- Document segment
..............................

As described above, by unwinding the yarn when the downstream yarn tension increases and by stopping the yarn from being unwound when the yarn tension decreases (when the yarn is likely to slacken), the yarn accumulating device 11 can eliminate a yarn slackening and apply appropriate tension.

Next, by referring to Figs. 3 through 5, a description will be made on the cleaning device 61, which is provided in the draft device 7 for cleaning the front bottom roller 28, and the structure close thereto. Fig. 3 is an enlarged side view illustrating a structure of the cleaning device 61. Fig. 4 is an enlarged perspective view illustrating a structure of the cleaning device 61. Fig. 5 is an enlarged perspective view illustrating the main section of a pad supporting mechanism 63 in the cleaning device 61.

As illustrated in Fig. 3, the cleaning device 61 includes a pad body 62 arranged capable of making contact with the outer peripheral surface of the front bottom roller 28, the pad supporting mechanism 63 supporting the pad body 62, and a pressing lever (a lever member) 31. The pressing lever 31 is used to move the pad body 62 away from the front bottom roller 28.

..............................

- Data below
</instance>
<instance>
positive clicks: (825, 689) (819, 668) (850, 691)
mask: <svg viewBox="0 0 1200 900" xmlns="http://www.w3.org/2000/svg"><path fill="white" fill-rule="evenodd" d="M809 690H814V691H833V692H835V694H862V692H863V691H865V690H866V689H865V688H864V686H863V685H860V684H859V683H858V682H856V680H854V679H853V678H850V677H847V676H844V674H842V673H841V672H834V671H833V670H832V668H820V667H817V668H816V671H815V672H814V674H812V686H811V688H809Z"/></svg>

..............................

- Task instructions
In the spinning machine text, rewrite the paragraph beginning "As illustrated in Fig. 3" as a short list, keeping its main facts. The lines above come from a separate source.

- Your solution
The cleaning device 61 (Fig. 3) includes:
- a pad body 62, which can contact the outer peripheral surface of the front bottom roller 28
- the pad supporting mechanism 63, which supports the pad body 62
- a pressing lever (lever member) 31, used to move the pad body 62 away from the front bottom roller 28